● Work to complete
1. Under which license is InferenceMax released, according to the article on the InferenceMax benchmark?
2. Write the next part of the article on the InferenceMax benchmark, picking up after its last sentence.

● Excerpt

-----

InferenceMax AI benchmark tests software stacks, efficiency, and TCO — vendor-neutral suite runs nightly and tracks performance changes over time
News coverage surrounding artificial intelligence almost invariably focuses on the deals that send hundreds of billions of dollars flying, or the latest hardware developments in the GPU or datacenter world. Benchmarking efforts have almost exclusively focused on the silicon, though, and that’s what SemiAnalysis intends to address with its open-source InferenceMax AI benchmarking suite. It…
News coverage surrounding artificial intelligence almost invariably focuses on the deals that send hundreds of billions of dollars flying, or the latest hardware developments in the GPU or datacenter world. Benchmarking efforts have almost exclusively focused on the silicon, though, and that’s what SemiAnalysis intends to address with its open-source InferenceMax AI benchmarking suite. It measures the efficiency of the many components of AI software stacks in real-world inference scenarios (when AI models are actually “running” rather than being trained), and publishes those at the InferenceMax live dashboard.
InferenceMax is released under the Apache 2.0 license and measures the performance of hundreds of AI accelerator hardware and software combinations, in a rolling-release fashion, getting new results nightly with recent versions of the software. As the project states, existing benchmarks are done at fixed points in time and don’t necessarily show what the current versions are capable of; nor do they highlight the evolution (or regression, even) of software advancements across an entire AI stack with drivers, kernels, frameworks, models, and other components.
By the old adage of “fast, big, or cheap — pick two”, a high throughput (measured in tok/s/gpu), meaning optimal GPU usage, is best obtained by serving many clients at once, as LLM inference relies on matrix multiplication, which in turn benefits from batching many requests. However, serving many requests at once lowers how much time the GPU can dedicate to a single one, so getting faster output (say, in a chatbot conversation) means increasing interactivity (measured as tok/s/user) and lowering throughput. For example, if you’ve ever seen ChatGPT responding as if it had a bad stutter, you know what happens when throughput is set too high versus interactivity.
As in any Goldilocks-type scenario, there’s a perfect equilibrium between those two measures for a general-purpose setup. The ideal setup figures belong in the Pareto Frontier Curve, a specific area in a graph plotting throughput versus interactivity, handily illustrated by the diagram below. Since GPUs are purchased based on a dollar-per-hour cost when considering their price and power consumption (or when rented), the best GPU for any given scenario is not necessarily the fastest one — it’ll be the one that’s most efficient.
InferenceMax remarks that high-interactivity cases are pricier than high-throughput cases, although potentially more profitable, as they’ll be serving more users simultaneously. The one true measure for service providers, then, is the TCO, measured in dollars per million tokens. InferenceMax attempts to estimate this figure for various scenarios, including purchasing and owning GPUs versus renting them.

-----

● Dataset extract
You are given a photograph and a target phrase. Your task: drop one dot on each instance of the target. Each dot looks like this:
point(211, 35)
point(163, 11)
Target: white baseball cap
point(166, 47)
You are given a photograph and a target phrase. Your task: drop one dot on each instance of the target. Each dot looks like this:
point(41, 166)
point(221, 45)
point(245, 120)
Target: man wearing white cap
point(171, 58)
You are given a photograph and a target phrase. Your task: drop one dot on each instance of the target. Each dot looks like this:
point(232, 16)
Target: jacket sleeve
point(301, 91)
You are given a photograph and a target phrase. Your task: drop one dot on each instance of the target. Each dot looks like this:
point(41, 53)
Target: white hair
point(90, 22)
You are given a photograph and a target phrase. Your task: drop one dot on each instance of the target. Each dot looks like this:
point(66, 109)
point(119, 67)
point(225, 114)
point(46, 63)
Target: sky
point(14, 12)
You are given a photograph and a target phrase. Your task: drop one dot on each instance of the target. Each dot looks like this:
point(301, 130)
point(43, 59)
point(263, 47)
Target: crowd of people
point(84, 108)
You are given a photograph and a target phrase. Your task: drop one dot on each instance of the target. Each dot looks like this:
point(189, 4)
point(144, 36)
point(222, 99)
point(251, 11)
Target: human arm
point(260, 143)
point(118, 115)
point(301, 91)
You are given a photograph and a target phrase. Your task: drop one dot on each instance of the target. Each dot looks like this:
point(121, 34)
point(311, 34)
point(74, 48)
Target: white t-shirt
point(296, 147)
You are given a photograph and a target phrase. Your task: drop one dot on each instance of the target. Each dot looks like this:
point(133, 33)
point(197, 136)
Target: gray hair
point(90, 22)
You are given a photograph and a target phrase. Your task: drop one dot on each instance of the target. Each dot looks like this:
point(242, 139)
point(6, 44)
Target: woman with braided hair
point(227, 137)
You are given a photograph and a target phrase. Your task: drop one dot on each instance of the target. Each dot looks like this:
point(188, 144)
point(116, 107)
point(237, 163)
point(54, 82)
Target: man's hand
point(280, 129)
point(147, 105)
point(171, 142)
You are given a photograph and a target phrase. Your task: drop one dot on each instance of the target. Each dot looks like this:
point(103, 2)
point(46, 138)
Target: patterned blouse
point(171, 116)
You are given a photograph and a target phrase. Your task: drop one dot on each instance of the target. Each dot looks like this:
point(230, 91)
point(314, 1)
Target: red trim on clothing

-----

● Expected results
1. InferenceMax is released under the Apache 2.0 license.

2.
It’s important to note that simply looking at performance graphs for a given GPU plus its associated software stack won’t give you a good picture of what the best option is if all the metrics and the intended usage scenario aren’t taken into consideration. Besides, InferenceMax ought to display how changes to the software stack, rather than the chips, will affect all the metrics above, and thus the TCO.
As practical examples, InferenceMax remarks that AMD’s MI335X is actually competitive with Nvidia’s big B200 in TCO, even though the latter is way faster. On the other hand, AMD’s FP4 (a 4-bit floating-point format) kernels appear to have room for improvement, as scenarios/models that depend on this math are mostly the domain of Nvidia’s chips.
For its 1.0 release, InferenceMax supports a mix of Nvidia’s GB200, NVL72, B200, H200, and H100 accelerators, as well as AMD’s Instinct MI355X, MI325X, and MI300X. The project notes that it expects to add support for Google’s Tensor units and AWS Trainium in the coming months. The benchmarks are run nightly via GitHub’s action runners. Both AMD and Nvidia were asked for real-world configuration sets for GPUs and the software stack, as these can be tuned thousands of different ways.
While on the topic of vendor collaboration, InferenceMax thanks many people across major vendors and multiple cloud hosting providers who worked with the project, some even fixing bugs overnight. The project also uncovered multiple bugs in both Nvidia and AMD setups, highlighting the rapid pace of development and deployment of AI acceleration setups.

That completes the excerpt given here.